▸ What you are asked to do
Express the lines as a JSON list of strings, one per line. Start at the line that contains "# Target: red mustang", stop at the end of the records, and leave out blank lines.

Data pulled from a collection
◆ ◆ ◆ ◆ ◆

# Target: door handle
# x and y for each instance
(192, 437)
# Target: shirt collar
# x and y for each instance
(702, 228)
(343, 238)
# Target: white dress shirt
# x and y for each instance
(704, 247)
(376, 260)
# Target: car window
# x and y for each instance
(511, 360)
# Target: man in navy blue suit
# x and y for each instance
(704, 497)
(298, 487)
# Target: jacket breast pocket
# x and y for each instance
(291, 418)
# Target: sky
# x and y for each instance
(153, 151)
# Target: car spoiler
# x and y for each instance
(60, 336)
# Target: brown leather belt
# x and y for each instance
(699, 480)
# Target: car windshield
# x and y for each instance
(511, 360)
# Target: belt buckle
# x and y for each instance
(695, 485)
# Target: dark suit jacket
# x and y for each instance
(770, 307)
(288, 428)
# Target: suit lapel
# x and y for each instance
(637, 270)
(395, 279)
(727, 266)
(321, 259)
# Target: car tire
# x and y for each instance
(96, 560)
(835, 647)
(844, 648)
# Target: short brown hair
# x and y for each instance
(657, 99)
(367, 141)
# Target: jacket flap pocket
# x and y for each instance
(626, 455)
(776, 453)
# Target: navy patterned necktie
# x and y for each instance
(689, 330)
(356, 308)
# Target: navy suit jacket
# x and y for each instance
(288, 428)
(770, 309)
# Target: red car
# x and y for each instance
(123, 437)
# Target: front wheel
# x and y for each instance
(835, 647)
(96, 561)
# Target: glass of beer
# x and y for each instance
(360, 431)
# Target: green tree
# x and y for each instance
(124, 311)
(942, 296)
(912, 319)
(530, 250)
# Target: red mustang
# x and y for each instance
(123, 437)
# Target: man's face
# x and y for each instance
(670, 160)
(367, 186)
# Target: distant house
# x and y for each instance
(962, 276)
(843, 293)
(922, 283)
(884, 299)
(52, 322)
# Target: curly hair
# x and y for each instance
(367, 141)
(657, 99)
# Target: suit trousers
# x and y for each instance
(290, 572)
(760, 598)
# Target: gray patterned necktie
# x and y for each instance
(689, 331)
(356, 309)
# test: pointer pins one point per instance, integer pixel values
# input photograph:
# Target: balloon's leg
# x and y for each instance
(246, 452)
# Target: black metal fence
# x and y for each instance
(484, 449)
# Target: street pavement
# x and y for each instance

◆ ◆ ◆ ◆ ◆

▸ Exercise solution
[
  "# Target: red mustang",
  "# x and y for each instance",
  "(123, 437)",
  "# Target: man's face",
  "# x and y for each instance",
  "(670, 160)",
  "(367, 186)",
  "# Target: distant house",
  "# x and y for each instance",
  "(962, 276)",
  "(843, 293)",
  "(922, 283)",
  "(884, 299)",
  "(52, 322)",
  "# Target: curly hair",
  "# x and y for each instance",
  "(367, 141)",
  "(657, 99)",
  "# Target: suit trousers",
  "# x and y for each instance",
  "(290, 572)",
  "(760, 598)",
  "# Target: gray patterned necktie",
  "# x and y for each instance",
  "(689, 331)",
  "(356, 309)",
  "# test: pointer pins one point per instance, integer pixel values",
  "# input photograph:",
  "# Target: balloon's leg",
  "# x and y for each instance",
  "(246, 452)",
  "# Target: black metal fence",
  "# x and y for each instance",
  "(484, 449)",
  "# Target: street pavement",
  "# x and y for each instance"
]